In support of his submissions learned counsel for the
respondents has placed reliance upon the following cases:-
(i)
Ajendraprasadji
N.
Pandey
Vs.
Swami

Keshavprakeshdasji N., (2006) 12 SCC 1.
(ii)
Kishor R. Pande Vs. Narendra D. Shah, 2012(2)
Bom. C.R. 629.
10.
A careful perusal of the above referred judgments
discloses that
amendment of pleadings can be allowed at any
stage of the proceedings even at the appellate stage, if the same
is necessary to decide the real controversy involved in the case
and that while exercising power to allow amendment, liberal
approach should be adopted, as the provisions of Order 6, Rule
17 CPC are intended to secure proper administration of justice.
It is further seen that after introduction of the new Rule 17,
Order 6, by the amendments to the CPC made by Amendment
Act, 2002 which came into force w.e.f. 1.7.2002, some change
has occurred in the sense that width of power of Court to allow
the amendment of pleadings at any stage has been reduced. The
new Rule does not place any restrictions on the power of the
Court to allow amendment before beginning of trial and the only
rider is that it should be necessary to decide the real
controversy. But, the Rule narrows the range of this power of
the Court, if it is to be exercised after commencement of trial. It
lays down that the power can be exercised after beginning of
trial only when the Court is satisfied that the plea could not

have been raised earlier, inspite of due diligence. It is also seen
from the these cases that averment of plea of due diligence is
not so much important as the satisfaction of the Court about
the same is.

→ **SUPPLIED RECORDS**
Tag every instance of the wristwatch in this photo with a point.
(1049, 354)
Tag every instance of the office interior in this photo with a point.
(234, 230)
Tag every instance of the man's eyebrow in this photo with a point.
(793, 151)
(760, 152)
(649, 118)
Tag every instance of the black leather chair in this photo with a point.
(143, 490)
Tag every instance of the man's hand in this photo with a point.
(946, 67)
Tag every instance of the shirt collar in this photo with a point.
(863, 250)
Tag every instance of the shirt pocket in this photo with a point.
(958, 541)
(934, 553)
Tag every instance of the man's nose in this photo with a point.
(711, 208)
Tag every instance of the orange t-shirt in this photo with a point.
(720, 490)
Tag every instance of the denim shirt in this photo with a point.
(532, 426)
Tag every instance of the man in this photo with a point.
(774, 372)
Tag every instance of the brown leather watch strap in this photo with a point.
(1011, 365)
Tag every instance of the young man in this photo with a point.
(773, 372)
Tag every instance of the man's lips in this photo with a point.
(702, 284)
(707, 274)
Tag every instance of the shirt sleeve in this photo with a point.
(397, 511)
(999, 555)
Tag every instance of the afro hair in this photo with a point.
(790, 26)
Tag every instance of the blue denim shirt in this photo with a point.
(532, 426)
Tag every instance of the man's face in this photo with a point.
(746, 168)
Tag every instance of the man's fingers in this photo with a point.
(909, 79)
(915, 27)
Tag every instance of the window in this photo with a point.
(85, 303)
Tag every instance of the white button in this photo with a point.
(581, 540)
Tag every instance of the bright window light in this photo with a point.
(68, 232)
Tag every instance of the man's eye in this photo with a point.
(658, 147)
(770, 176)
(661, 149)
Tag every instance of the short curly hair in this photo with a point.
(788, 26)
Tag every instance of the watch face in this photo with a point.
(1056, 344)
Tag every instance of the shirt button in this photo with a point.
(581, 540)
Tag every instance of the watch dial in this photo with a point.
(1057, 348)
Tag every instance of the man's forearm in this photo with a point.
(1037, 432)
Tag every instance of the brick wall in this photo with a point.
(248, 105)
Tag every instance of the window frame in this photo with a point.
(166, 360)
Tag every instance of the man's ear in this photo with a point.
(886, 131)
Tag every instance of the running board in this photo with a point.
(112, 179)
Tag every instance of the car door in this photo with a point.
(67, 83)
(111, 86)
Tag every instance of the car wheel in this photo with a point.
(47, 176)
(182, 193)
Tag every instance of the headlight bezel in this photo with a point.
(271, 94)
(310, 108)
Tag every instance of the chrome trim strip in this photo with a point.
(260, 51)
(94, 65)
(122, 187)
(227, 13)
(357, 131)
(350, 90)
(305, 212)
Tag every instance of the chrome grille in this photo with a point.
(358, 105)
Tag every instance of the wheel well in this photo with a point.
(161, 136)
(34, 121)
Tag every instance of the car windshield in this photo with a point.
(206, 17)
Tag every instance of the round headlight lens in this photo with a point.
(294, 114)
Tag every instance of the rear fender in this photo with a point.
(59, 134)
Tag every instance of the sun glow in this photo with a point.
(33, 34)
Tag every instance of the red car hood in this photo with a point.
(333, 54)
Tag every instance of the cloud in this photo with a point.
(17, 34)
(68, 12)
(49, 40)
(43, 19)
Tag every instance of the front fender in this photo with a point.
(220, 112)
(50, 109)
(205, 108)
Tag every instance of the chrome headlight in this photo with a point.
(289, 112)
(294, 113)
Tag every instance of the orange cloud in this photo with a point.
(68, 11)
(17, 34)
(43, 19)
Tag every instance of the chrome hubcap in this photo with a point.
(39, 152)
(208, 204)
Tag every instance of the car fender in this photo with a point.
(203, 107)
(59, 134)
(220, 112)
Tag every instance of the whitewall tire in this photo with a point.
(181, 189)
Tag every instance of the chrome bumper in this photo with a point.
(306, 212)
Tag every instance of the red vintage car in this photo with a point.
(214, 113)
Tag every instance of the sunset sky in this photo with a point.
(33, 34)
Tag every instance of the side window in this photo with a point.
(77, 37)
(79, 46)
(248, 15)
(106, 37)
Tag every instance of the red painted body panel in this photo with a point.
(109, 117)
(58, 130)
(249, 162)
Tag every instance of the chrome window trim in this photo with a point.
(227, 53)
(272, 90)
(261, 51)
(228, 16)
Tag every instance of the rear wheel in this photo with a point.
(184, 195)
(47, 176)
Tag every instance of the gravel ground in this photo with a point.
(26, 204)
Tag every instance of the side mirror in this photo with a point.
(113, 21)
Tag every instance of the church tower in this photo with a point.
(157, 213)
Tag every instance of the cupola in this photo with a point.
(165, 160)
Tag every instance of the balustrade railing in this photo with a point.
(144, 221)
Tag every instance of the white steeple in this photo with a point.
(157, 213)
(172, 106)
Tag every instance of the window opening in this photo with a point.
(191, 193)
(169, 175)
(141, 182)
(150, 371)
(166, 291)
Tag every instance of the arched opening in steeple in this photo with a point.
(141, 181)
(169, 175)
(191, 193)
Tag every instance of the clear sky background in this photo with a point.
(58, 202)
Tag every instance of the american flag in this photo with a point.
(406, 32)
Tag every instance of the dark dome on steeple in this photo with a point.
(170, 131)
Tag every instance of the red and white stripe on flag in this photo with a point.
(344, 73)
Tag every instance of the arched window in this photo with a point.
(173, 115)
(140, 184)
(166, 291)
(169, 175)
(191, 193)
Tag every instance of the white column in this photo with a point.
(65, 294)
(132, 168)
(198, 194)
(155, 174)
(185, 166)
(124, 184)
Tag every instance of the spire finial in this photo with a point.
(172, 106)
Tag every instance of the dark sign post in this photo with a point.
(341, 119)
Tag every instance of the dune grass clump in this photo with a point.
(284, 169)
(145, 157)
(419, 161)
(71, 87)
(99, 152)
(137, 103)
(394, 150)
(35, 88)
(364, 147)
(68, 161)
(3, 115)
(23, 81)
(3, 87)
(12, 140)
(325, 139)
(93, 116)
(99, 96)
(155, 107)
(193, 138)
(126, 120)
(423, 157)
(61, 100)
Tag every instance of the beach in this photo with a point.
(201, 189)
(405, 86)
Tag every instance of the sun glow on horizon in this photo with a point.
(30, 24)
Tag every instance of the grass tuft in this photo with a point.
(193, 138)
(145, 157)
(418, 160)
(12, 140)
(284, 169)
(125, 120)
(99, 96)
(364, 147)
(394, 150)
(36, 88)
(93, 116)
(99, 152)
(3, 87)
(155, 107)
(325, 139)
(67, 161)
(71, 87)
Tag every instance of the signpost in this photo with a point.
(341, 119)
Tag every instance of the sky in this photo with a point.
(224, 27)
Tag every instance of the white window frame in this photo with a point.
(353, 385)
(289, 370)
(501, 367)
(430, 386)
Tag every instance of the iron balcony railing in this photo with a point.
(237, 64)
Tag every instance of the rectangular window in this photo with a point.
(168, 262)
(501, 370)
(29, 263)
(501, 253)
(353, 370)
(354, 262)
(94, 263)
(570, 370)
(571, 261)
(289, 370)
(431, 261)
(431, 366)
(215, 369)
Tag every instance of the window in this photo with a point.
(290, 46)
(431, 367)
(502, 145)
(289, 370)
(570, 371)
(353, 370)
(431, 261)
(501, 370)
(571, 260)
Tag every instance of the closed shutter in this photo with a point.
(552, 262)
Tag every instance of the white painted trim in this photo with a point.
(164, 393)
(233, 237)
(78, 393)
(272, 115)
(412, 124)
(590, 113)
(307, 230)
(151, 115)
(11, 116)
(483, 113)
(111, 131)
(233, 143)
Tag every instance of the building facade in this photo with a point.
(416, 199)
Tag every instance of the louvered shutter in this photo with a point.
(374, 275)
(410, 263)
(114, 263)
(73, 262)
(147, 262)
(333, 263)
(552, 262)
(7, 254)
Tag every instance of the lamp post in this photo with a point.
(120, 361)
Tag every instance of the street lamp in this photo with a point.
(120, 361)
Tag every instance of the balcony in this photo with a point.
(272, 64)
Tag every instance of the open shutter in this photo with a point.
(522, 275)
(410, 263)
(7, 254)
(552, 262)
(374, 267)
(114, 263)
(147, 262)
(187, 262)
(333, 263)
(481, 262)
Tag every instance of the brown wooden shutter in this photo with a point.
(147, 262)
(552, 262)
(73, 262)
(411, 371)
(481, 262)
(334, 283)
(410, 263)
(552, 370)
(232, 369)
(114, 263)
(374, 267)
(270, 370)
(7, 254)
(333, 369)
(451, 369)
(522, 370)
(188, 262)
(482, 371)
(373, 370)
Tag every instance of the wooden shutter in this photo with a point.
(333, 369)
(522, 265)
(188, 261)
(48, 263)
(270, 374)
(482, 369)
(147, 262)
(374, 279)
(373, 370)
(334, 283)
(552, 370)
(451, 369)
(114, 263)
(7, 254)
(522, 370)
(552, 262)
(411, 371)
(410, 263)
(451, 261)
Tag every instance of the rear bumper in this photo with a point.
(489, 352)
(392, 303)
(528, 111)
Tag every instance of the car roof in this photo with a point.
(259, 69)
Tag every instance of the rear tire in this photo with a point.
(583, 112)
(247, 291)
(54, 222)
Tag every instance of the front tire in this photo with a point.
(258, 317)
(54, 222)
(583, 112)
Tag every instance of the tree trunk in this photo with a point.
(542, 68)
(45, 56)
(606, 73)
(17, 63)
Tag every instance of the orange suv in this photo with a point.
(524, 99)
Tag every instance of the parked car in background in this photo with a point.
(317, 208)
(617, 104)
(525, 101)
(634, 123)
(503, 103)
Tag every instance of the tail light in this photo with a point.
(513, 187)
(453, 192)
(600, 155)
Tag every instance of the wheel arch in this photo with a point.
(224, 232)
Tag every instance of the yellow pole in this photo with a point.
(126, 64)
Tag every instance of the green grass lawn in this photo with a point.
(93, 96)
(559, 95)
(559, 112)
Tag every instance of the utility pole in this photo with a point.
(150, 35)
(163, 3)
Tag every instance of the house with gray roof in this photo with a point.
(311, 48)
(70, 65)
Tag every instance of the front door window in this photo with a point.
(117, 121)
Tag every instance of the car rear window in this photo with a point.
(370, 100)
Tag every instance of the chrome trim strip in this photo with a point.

→ **INSTRUCTIONS**
(a) Update the judgment excerpt by writing it out again, starting at "In support of" and ending at "(2006) 12 SCC 1.", with "respondents" changed to "appellants".
(b) Condense the judgment excerpt's paragraph beginning "A careful perusal of the above referred judgments" into a short bulleted list.

→ **FINAL RESULTS**
(a)
In support of his submissions learned counsel for the
appellants has placed reliance upon the following cases:-
(i)
Ajendraprasadji
N.
Pandey
Vs.
Swami

Keshavprakeshdasji N., (2006) 12 SCC 1.

(b)
- Pleadings may be amended at any stage of the proceedings, even on appeal, if the amendment is necessary to decide the real controversy.
- Courts should take a liberal approach, since Order 6, Rule 17 CPC is meant to secure proper administration of justice.
- The new Rule 17, introduced by the CPC Amendment Act, 2002 (in force from 1.7.2002), reduced the width of the court's power to allow amendments at any stage.
- Before trial begins, the only condition is that the amendment be necessary to decide the real controversy.
- After trial begins, amendment is allowed only if the court is satisfied that the plea could not have been raised earlier despite due diligence.
- The court's satisfaction about due diligence matters more than the averment of due diligence.